# 지시
"TARGET: player's shadow"이(가) 들어 있는 줄부터 데이터 끝까지, 양 끝 줄을 포함한 구간을 번호 목록으로 옮겨 적으세요. 빈 줄은 빼세요.

# 제시 데이터
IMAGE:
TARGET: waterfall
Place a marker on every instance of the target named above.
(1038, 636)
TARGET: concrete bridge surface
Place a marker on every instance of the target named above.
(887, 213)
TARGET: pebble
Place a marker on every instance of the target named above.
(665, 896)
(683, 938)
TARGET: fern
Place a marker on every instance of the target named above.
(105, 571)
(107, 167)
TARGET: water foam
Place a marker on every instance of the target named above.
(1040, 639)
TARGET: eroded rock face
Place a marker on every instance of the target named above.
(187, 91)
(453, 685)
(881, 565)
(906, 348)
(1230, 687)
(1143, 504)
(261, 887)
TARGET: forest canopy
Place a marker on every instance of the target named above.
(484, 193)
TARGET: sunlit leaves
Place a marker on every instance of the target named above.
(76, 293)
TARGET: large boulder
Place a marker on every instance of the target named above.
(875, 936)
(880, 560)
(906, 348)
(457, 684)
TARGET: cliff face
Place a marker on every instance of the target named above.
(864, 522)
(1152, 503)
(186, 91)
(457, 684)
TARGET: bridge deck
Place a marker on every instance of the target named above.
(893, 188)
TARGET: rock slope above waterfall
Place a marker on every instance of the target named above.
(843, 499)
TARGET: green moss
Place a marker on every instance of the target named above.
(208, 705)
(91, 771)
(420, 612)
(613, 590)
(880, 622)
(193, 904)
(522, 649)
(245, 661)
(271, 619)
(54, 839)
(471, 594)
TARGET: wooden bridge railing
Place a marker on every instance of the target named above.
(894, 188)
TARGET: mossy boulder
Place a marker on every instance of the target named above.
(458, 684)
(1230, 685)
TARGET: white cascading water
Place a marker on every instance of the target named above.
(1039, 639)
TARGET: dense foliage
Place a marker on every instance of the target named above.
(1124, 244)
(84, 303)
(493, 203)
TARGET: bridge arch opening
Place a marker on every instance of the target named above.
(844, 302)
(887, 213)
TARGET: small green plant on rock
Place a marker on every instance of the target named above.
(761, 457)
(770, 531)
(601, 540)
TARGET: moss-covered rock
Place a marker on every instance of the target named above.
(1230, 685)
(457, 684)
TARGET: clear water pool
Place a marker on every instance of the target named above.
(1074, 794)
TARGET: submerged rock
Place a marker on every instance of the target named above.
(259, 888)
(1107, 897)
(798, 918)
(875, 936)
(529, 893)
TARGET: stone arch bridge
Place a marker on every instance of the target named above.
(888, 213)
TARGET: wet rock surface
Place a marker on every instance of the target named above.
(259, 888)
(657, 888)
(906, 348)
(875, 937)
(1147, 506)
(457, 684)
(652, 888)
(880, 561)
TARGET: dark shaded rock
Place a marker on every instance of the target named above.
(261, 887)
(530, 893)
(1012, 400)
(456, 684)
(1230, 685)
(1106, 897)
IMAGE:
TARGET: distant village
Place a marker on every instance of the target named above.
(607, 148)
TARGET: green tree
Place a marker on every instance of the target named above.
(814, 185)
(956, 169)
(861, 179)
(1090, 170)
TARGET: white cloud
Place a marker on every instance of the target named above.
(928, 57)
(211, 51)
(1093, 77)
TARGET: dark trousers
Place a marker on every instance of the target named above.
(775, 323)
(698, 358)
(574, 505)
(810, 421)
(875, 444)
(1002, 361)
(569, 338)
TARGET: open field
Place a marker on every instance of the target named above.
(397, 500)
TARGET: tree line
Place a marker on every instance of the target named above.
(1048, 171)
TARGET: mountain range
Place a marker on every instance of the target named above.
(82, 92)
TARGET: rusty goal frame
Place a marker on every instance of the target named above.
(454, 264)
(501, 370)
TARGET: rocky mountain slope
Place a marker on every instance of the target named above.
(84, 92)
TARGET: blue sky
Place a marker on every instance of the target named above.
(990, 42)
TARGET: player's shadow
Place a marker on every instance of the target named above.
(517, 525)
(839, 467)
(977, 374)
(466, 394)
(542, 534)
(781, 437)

# 출력
1. TARGET: player's shadow
2. Place a marker on every instance of the target named above.
3. (517, 525)
4. (839, 467)
5. (977, 374)
6. (466, 394)
7. (542, 534)
8. (781, 437)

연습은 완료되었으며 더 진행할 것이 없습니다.